▶ **Задача 1**: Перепишите дословно отрывок из текста о народниках от слов «Следует сказать, что» до слов «свои народнические мечты.» включительно.

▶ **Фрагмент текста**:
Следует сказать, что в начале семидесятых годов, когда созрело это решение идти в народ, в России не было еще партий и партийных организаций в строгом смысле. В Петрограде, Москве, Киеве, Одессе, Саратове и некоторых других университетских и больших городах были только многочисленные революционно настроенные кружки, не связанные ещё партийными программами, уставами, дисциплиной. Их объединяла вражда к существовавшему тогда политическому. строю, они одинаково тяготели к анархизму, верили в близкий социальный переворот — и только. Были, правда, и разногласия, но больше тактического характера, по вопросу о том, как, какими средствами надо осуществлять свои народнические мечты.

Ответы давались разные.

Последователи П.А. Лаврова, «лавристы», считали, что «лишь строгою и усиленною личною подготовкой можно выработать в себе возможность полезной деятельности среди народа», что «знание — единственное орудие возможной победы». Поэтому Лавров требовал от своих последователей, идущих в народ, основательной подготовки по разным наукам. Народ, не вооружённый знаниями, хотя бы и начал удачно восстание, неизбежно проиграет его по своему невежеству. Поэтому раньше, чем призывать к восстанию, народникам нужно хорошо подготовиться самим, потом подготовить пропагандистов из самого народа и только тогда начать агитацию. Лавристам-«пропагандистам» возражали, например, Кравчинский: «подготовка такой революции, какой вы ждёте, потребует несколько поколений, между тем правительство, ведь, не ждет, оно будет преследовать пропагандистов, в результате окажется только ряд провалов». Притом, «никогда еще в истории не бывало примера, чтобы революция начиналась ясно, сознательно, научно, особенно самая великая, самая трудная из всех, революция социальная». Поэтому последователи Бакунина, бакунисты, верившие, что ничего не стоит поднять бунт в любой деревне, считавшие, что народ совершенно готов к социальной революции, полагали, наоборот, что среди крестьян нужно вести быструю, горячую агитацию, призывать к восстанию. Мы помним, Бакунин, предлагая искоренить всякую государственность, готов был разрушить и «юридические и ученые учреждения». В своей прокламации «Несколько слов к молодым братьям в России» (1869 г.) он писал: «Не хлопочите о науке, во имя которой хотели бы вас связать и обессилить. Эта наука должна погибнуть вместе с миром, которого она есть выразитель». «Ступайте в народ. Там ваше поприще, ваша жизнь, ваша наука. Научитесь у народа, как служить народу и как лучше вести его дело».

▶ **Фрагмент набора данных**:

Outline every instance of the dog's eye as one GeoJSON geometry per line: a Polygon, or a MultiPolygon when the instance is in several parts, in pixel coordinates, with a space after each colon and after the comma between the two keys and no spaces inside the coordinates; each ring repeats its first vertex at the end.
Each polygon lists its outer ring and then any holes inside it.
---
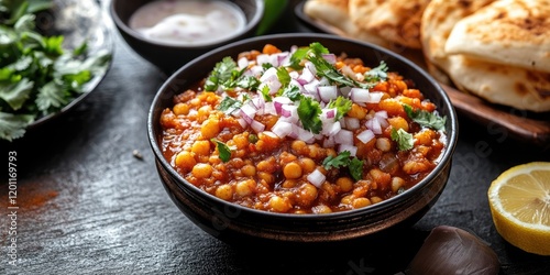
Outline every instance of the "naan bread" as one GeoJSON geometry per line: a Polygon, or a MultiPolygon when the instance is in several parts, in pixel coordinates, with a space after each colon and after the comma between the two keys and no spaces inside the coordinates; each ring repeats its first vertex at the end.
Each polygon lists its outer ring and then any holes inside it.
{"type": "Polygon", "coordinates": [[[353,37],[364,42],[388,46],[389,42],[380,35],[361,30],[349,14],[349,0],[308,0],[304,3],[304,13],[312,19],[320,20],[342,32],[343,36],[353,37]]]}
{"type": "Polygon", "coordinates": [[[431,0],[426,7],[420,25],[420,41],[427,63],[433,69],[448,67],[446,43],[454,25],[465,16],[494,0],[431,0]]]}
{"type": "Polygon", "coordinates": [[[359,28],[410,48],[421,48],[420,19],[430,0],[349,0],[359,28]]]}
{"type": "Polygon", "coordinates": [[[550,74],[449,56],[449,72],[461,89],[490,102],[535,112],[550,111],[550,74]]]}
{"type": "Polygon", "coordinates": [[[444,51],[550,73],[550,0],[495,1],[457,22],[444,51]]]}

▶ **Задача 2**: Выберите из списка и перепишите все строки, в которых встречается строка «spaces». Регистр букв учитывается.

▶ **Письменный ответ 1**:
Следует сказать, что в начале семидесятых годов, когда созрело это решение идти в народ, в России не было еще партий и партийных организаций в строгом смысле. В Петрограде, Москве, Киеве, Одессе, Саратове и некоторых других университетских и больших городах были только многочисленные революционно настроенные кружки, не связанные ещё партийными программами, уставами, дисциплиной. Их объединяла вражда к существовавшему тогда политическому. строю, они одинаково тяготели к анархизму, верили в близкий социальный переворот — и только. Были, правда, и разногласия, но больше тактического характера, по вопросу о том, как, какими средствами надо осуществлять свои народнические мечты.

▶ **Письменный ответ 2**:
Outline every instance of the dog's eye as one GeoJSON geometry per line: a Polygon, or a MultiPolygon when the instance is in several parts, in pixel coordinates, with a space after each colon and after the comma between the two keys and no spaces inside the coordinates; each ring repeats its first vertex at the end.
Outline every instance of the "naan bread" as one GeoJSON geometry per line: a Polygon, or a MultiPolygon when the instance is in several parts, in pixel coordinates, with a space after each colon and after the comma between the two keys and no spaces inside the coordinates; each ring repeats its first vertex at the end.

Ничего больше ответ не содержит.